[Records for the task start]

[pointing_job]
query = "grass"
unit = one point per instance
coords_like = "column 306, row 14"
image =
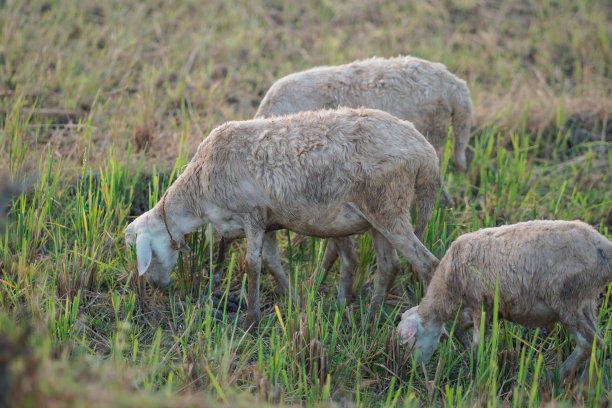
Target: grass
column 105, row 102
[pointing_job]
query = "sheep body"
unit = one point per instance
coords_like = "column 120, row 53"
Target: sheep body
column 328, row 173
column 547, row 271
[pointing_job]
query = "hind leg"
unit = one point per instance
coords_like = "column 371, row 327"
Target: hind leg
column 388, row 267
column 330, row 256
column 272, row 263
column 349, row 262
column 584, row 329
column 218, row 266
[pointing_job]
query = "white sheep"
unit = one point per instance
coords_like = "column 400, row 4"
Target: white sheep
column 547, row 271
column 410, row 88
column 422, row 92
column 327, row 173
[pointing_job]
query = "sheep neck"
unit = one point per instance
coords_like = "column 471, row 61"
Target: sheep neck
column 438, row 305
column 173, row 244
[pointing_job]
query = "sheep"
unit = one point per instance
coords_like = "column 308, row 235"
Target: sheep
column 327, row 173
column 409, row 88
column 422, row 92
column 546, row 271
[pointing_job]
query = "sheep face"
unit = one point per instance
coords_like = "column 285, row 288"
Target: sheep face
column 154, row 255
column 417, row 337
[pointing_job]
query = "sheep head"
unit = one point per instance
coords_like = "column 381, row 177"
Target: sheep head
column 419, row 337
column 154, row 254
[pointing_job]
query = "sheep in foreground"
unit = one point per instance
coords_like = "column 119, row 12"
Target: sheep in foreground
column 547, row 271
column 410, row 88
column 328, row 173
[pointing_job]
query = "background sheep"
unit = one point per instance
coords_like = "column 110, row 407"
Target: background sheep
column 548, row 271
column 325, row 174
column 410, row 88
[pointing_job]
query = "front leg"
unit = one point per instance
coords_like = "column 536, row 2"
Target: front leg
column 254, row 231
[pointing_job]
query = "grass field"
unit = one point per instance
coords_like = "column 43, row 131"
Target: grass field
column 105, row 102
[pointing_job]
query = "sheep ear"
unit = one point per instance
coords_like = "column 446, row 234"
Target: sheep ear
column 128, row 235
column 183, row 247
column 407, row 330
column 143, row 254
column 444, row 335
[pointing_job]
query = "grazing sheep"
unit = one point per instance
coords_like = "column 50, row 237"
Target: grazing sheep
column 410, row 88
column 422, row 92
column 328, row 173
column 547, row 271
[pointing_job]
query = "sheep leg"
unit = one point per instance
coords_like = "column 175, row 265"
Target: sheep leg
column 330, row 256
column 349, row 262
column 272, row 263
column 425, row 201
column 584, row 331
column 255, row 236
column 220, row 256
column 423, row 261
column 388, row 266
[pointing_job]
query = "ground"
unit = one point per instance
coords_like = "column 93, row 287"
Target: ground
column 103, row 103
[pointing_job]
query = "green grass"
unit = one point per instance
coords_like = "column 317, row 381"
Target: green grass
column 106, row 102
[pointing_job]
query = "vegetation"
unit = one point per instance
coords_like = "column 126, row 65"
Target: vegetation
column 105, row 102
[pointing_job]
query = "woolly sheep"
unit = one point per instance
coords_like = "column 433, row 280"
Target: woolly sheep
column 328, row 173
column 422, row 92
column 547, row 271
column 409, row 88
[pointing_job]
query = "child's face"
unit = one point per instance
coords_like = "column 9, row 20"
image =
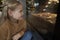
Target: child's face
column 17, row 13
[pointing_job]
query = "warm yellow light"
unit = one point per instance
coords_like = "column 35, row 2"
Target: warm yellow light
column 46, row 6
column 44, row 9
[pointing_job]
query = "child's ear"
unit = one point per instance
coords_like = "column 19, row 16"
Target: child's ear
column 10, row 12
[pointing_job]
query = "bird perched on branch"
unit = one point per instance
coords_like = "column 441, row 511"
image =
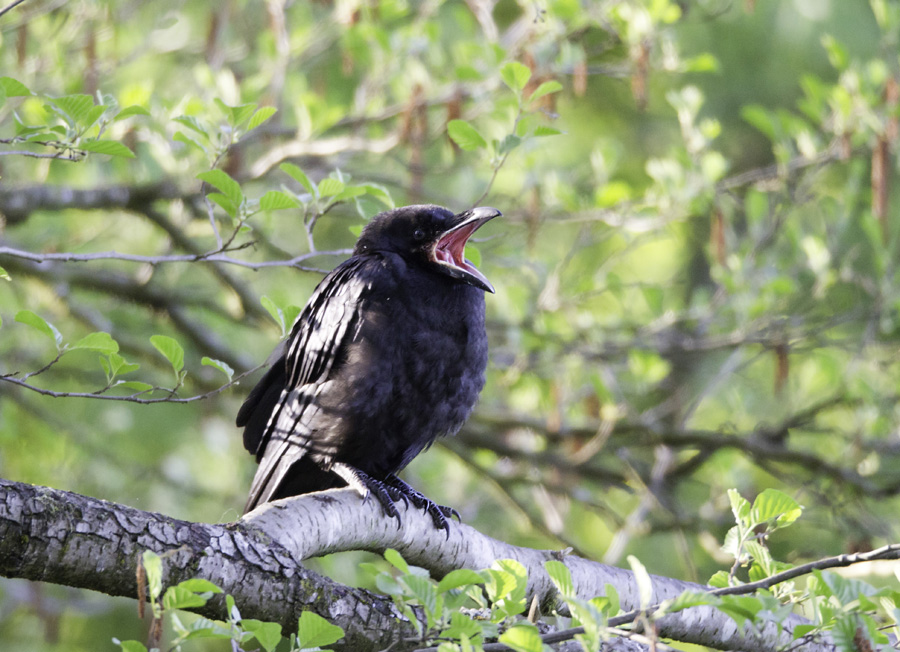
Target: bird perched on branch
column 388, row 355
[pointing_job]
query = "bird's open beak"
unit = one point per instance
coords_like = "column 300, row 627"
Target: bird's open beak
column 449, row 249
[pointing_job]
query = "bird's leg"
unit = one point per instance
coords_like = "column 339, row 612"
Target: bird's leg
column 439, row 513
column 366, row 485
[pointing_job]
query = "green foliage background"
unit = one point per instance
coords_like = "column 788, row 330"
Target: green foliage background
column 696, row 277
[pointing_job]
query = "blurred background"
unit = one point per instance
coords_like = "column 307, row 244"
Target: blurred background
column 695, row 268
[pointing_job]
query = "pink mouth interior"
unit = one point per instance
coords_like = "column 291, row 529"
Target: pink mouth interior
column 451, row 248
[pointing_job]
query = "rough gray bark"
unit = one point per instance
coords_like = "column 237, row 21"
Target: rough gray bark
column 66, row 538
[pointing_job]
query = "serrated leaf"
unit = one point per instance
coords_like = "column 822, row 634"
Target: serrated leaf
column 108, row 147
column 522, row 638
column 275, row 200
column 261, row 115
column 459, row 577
column 719, row 580
column 153, row 571
column 219, row 179
column 545, row 88
column 193, row 124
column 542, row 131
column 774, row 505
column 75, row 107
column 315, row 631
column 237, row 115
column 561, row 577
column 182, row 137
column 740, row 506
column 299, row 175
column 465, row 135
column 178, row 597
column 508, row 144
column 267, row 634
column 94, row 114
column 388, row 585
column 99, row 341
column 218, row 364
column 171, row 350
column 224, row 202
column 37, row 322
column 13, row 87
column 129, row 111
column 515, row 75
column 330, row 186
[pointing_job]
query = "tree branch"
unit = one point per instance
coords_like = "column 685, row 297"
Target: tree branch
column 57, row 536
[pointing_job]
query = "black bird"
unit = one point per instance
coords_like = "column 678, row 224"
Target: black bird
column 388, row 355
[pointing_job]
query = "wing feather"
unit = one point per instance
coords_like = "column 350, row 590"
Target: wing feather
column 315, row 350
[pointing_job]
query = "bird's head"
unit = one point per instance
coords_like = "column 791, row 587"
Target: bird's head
column 430, row 235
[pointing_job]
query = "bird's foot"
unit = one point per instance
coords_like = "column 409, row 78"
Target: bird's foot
column 366, row 485
column 439, row 513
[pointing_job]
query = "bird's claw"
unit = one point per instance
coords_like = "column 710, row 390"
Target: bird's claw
column 439, row 513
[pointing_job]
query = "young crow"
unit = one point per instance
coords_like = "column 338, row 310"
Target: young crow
column 388, row 355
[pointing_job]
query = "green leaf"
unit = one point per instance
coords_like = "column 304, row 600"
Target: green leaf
column 396, row 560
column 39, row 323
column 777, row 506
column 543, row 130
column 182, row 137
column 171, row 350
column 330, row 186
column 458, row 578
column 740, row 506
column 545, row 88
column 275, row 200
column 220, row 179
column 642, row 579
column 108, row 147
column 13, row 87
column 74, row 107
column 719, row 580
column 218, row 364
column 129, row 111
column 224, row 202
column 178, row 597
column 561, row 577
column 268, row 634
column 261, row 115
column 153, row 570
column 315, row 631
column 193, row 124
column 522, row 638
column 299, row 175
column 99, row 341
column 380, row 193
column 465, row 135
column 508, row 144
column 515, row 75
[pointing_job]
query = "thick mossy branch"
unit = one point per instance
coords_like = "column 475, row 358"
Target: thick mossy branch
column 66, row 538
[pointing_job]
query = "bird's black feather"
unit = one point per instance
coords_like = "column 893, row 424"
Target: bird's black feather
column 388, row 354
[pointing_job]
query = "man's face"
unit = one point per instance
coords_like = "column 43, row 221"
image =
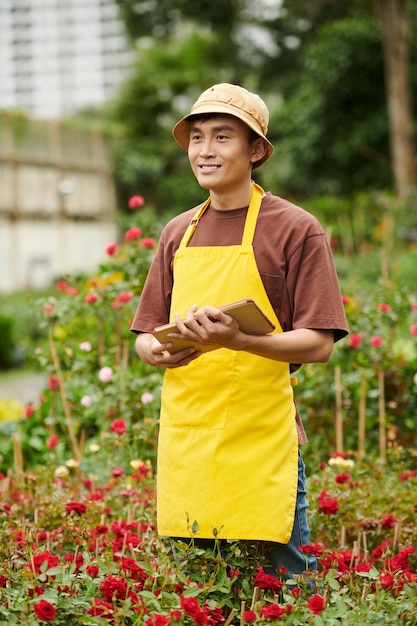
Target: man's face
column 220, row 153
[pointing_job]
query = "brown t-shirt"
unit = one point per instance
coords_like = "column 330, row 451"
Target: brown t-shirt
column 293, row 257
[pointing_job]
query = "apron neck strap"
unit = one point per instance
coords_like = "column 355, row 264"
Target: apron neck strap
column 250, row 223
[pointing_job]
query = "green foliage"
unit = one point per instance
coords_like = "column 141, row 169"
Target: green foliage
column 7, row 342
column 333, row 127
column 146, row 156
column 318, row 65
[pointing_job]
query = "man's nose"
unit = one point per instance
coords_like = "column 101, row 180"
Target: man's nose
column 206, row 148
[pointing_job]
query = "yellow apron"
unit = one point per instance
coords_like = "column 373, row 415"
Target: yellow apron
column 227, row 453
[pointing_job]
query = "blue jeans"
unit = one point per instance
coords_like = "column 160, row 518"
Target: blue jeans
column 284, row 554
column 287, row 554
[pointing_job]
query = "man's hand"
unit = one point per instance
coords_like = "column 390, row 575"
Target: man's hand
column 154, row 353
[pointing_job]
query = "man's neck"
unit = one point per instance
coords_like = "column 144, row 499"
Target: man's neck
column 233, row 199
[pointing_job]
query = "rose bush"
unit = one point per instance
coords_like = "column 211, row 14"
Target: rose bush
column 77, row 489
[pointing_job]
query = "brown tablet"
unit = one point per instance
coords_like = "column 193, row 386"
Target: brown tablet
column 248, row 315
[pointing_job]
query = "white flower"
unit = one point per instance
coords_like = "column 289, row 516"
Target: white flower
column 61, row 471
column 105, row 374
column 72, row 463
column 146, row 398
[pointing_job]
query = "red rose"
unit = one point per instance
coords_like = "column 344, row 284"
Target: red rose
column 385, row 308
column 90, row 298
column 327, row 504
column 377, row 341
column 157, row 620
column 76, row 507
column 101, row 608
column 114, row 587
column 147, row 243
column 316, row 604
column 273, row 611
column 118, row 426
column 44, row 610
column 355, row 340
column 249, row 616
column 342, row 478
column 29, row 410
column 53, row 383
column 135, row 202
column 38, row 559
column 52, row 442
column 133, row 233
column 92, row 570
column 111, row 249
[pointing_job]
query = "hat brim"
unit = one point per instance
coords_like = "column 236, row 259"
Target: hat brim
column 181, row 130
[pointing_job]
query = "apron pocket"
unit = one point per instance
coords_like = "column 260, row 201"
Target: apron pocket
column 197, row 395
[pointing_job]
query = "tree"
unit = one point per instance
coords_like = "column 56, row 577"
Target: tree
column 393, row 16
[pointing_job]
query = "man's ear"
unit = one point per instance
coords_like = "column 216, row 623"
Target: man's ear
column 258, row 150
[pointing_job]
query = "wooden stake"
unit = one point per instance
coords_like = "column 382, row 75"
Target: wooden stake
column 381, row 417
column 255, row 598
column 342, row 536
column 338, row 412
column 65, row 404
column 362, row 416
column 18, row 454
column 242, row 610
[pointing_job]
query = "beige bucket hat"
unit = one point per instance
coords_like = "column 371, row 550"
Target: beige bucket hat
column 231, row 100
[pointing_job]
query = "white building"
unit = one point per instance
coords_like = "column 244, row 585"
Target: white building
column 60, row 56
column 57, row 202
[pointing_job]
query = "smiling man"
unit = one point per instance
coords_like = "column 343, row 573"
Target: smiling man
column 229, row 461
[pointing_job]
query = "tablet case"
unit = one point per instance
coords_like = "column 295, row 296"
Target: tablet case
column 248, row 315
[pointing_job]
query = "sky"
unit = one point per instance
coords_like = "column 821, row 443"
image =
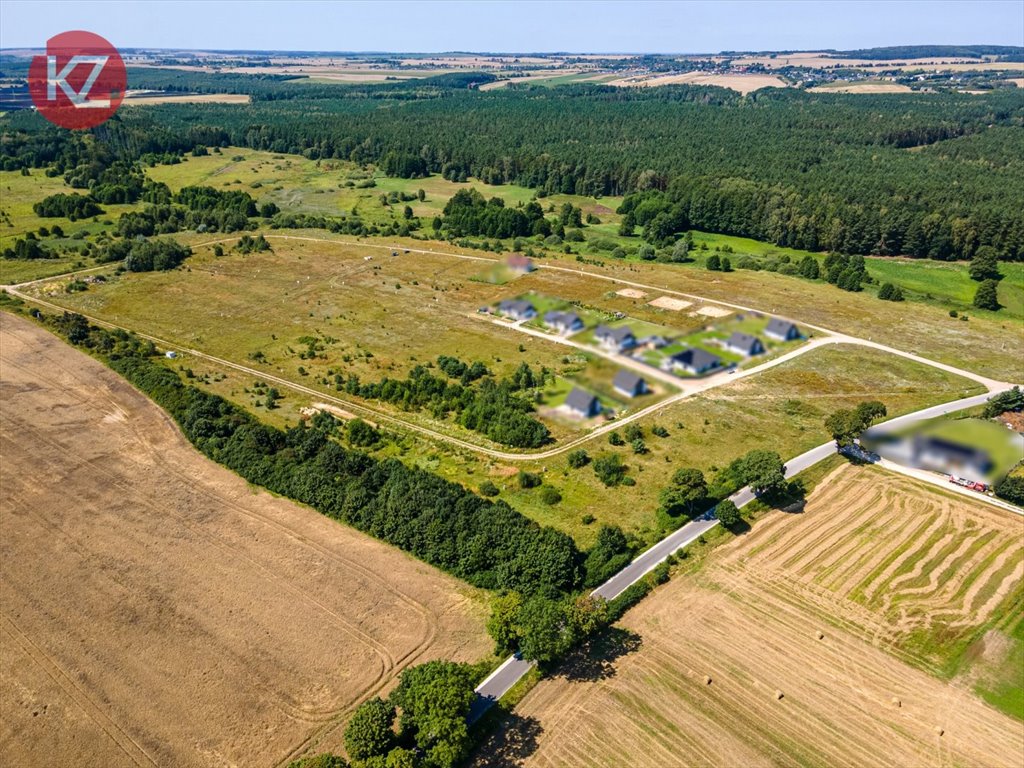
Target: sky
column 525, row 26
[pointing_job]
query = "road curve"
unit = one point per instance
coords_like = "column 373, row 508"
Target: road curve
column 502, row 680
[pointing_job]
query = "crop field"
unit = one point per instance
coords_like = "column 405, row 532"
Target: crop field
column 157, row 610
column 776, row 650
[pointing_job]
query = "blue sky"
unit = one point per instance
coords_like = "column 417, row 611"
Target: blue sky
column 521, row 27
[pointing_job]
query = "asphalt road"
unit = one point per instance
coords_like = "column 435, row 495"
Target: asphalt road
column 502, row 680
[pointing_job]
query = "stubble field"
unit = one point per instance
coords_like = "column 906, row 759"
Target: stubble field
column 157, row 610
column 807, row 605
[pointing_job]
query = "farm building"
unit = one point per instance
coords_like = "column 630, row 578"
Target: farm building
column 563, row 323
column 693, row 361
column 519, row 263
column 582, row 403
column 518, row 309
column 744, row 344
column 629, row 384
column 614, row 339
column 781, row 330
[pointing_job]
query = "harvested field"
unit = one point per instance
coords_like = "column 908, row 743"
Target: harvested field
column 771, row 653
column 667, row 302
column 157, row 610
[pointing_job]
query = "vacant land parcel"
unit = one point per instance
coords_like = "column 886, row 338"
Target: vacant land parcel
column 806, row 606
column 156, row 610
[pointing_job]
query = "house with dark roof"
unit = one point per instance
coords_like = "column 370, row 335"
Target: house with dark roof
column 563, row 323
column 518, row 309
column 693, row 360
column 519, row 263
column 629, row 384
column 614, row 339
column 743, row 344
column 582, row 403
column 781, row 330
column 940, row 455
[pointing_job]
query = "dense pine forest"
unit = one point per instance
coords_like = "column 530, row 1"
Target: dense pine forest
column 926, row 175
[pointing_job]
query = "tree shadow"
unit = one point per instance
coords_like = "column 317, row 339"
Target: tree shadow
column 596, row 658
column 510, row 744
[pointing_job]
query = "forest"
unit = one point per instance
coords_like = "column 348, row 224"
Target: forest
column 928, row 175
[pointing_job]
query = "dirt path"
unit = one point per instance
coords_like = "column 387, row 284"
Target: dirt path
column 157, row 610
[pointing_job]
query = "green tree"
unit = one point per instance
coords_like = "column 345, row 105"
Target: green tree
column 763, row 471
column 986, row 297
column 371, row 730
column 434, row 699
column 984, row 265
column 503, row 625
column 685, row 493
column 578, row 459
column 727, row 513
column 809, row 268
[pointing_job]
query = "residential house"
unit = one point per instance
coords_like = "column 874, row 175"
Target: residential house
column 743, row 344
column 563, row 323
column 629, row 384
column 518, row 309
column 519, row 263
column 582, row 403
column 614, row 339
column 781, row 330
column 693, row 360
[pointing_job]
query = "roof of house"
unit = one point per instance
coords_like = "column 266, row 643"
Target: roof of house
column 696, row 358
column 627, row 381
column 581, row 400
column 516, row 305
column 615, row 334
column 518, row 260
column 739, row 340
column 779, row 327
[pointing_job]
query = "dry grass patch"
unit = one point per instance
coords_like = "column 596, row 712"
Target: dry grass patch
column 762, row 657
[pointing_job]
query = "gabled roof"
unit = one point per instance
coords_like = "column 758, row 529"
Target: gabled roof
column 581, row 400
column 739, row 340
column 627, row 381
column 554, row 317
column 696, row 358
column 779, row 327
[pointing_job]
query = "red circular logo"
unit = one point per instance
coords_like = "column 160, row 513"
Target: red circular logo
column 80, row 82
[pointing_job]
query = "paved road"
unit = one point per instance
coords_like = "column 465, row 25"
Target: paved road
column 502, row 680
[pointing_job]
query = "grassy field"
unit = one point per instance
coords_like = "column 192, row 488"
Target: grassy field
column 154, row 650
column 764, row 655
column 381, row 316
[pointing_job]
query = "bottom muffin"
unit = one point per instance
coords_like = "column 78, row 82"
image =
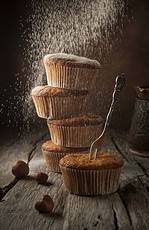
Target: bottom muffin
column 91, row 177
column 53, row 153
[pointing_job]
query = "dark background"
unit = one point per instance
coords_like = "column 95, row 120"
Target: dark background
column 131, row 57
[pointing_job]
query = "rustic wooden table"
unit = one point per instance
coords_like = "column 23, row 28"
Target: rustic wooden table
column 126, row 209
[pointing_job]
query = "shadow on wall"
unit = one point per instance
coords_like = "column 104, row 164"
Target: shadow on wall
column 121, row 46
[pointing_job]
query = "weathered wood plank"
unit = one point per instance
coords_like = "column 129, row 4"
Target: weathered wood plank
column 120, row 211
column 17, row 149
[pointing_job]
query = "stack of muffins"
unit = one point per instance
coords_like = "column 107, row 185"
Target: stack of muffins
column 64, row 103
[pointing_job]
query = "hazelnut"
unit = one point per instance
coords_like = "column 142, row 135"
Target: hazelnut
column 42, row 178
column 20, row 170
column 41, row 207
column 49, row 203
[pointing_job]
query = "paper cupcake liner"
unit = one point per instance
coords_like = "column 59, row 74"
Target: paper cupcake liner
column 52, row 158
column 91, row 182
column 77, row 136
column 60, row 107
column 70, row 77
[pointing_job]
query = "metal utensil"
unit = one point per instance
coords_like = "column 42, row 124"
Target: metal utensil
column 96, row 145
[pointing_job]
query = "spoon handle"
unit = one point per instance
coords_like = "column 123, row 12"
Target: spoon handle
column 119, row 84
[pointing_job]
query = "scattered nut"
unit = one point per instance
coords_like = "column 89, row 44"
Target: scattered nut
column 20, row 170
column 42, row 178
column 46, row 205
column 41, row 207
column 49, row 203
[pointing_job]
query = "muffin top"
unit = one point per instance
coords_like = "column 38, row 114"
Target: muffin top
column 80, row 120
column 49, row 146
column 55, row 91
column 70, row 60
column 81, row 161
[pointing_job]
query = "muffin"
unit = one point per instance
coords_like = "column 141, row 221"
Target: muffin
column 71, row 71
column 53, row 153
column 78, row 131
column 56, row 103
column 91, row 177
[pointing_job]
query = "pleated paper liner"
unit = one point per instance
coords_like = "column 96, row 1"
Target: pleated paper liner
column 52, row 159
column 70, row 77
column 91, row 182
column 60, row 107
column 53, row 153
column 74, row 136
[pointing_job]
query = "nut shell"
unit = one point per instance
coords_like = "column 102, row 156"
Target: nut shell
column 20, row 170
column 49, row 202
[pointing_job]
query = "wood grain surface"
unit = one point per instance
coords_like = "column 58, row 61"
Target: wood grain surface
column 127, row 209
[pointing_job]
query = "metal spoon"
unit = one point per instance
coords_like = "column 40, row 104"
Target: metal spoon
column 96, row 145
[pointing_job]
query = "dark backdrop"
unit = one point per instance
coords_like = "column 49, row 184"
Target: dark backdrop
column 132, row 58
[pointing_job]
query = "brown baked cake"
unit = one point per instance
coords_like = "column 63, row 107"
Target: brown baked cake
column 56, row 103
column 91, row 177
column 53, row 153
column 71, row 71
column 78, row 131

[Records for the task end]

Please pull out every line from the rows above that contains the word "metal" and list those lines.

query = "metal utensil"
Target: metal utensil
query = "metal spoon"
Target: metal spoon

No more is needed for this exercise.